-- Start of Information provided --
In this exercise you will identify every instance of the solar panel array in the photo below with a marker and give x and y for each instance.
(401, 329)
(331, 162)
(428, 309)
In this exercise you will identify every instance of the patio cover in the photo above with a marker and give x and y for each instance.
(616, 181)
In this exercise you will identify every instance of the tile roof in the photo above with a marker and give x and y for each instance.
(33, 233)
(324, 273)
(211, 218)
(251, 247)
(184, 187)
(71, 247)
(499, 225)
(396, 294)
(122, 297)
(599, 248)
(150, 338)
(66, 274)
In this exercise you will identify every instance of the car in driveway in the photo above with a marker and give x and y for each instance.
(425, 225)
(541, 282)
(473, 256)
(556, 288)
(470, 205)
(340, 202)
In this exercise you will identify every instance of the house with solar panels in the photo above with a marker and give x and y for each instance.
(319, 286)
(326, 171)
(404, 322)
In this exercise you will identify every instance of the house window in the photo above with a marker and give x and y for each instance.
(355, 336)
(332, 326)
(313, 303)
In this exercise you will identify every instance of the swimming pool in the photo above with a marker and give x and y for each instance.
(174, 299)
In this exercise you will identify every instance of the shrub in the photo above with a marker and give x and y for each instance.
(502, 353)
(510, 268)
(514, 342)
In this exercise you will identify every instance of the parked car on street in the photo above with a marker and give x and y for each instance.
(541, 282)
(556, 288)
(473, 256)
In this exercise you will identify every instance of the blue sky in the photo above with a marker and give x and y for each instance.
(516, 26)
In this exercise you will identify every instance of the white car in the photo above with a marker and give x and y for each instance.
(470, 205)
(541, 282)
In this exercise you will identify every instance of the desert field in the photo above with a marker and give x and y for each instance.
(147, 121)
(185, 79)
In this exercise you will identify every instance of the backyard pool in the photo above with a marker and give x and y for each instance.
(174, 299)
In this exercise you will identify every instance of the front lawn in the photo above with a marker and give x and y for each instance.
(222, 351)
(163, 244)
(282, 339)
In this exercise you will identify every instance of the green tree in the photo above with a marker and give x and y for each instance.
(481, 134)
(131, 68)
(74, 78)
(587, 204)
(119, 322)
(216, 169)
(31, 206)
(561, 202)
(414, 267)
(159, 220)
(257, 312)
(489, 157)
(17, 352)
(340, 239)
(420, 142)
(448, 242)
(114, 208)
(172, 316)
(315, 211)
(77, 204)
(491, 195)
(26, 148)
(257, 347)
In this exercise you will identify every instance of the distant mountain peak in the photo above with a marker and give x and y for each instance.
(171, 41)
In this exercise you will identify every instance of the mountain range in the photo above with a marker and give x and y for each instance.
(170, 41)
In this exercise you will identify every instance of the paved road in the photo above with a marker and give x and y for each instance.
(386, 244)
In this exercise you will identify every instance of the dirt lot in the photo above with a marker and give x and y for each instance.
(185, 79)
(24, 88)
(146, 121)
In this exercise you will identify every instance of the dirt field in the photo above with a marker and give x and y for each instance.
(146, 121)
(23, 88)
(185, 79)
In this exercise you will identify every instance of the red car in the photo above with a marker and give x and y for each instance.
-- End of Information provided --
> _Problem details_
Reproduce the stretch from the row containing "the dirt lot" through the end of the rows, including the requests. Increase every x and y coordinate in the answers by 128.

> _Problem solution_
In this exercise you will identify every instance of the dirt lot in the photo above with a marker and give x and y for each instance.
(313, 207)
(152, 216)
(274, 249)
In this exercise you will identify every instance of the dirt field in the photo above with a marker and give x and y for each instance.
(274, 249)
(151, 216)
(313, 207)
In this exercise you will identify every instance of the red car in the photo above with a marker and give x and y for each instance.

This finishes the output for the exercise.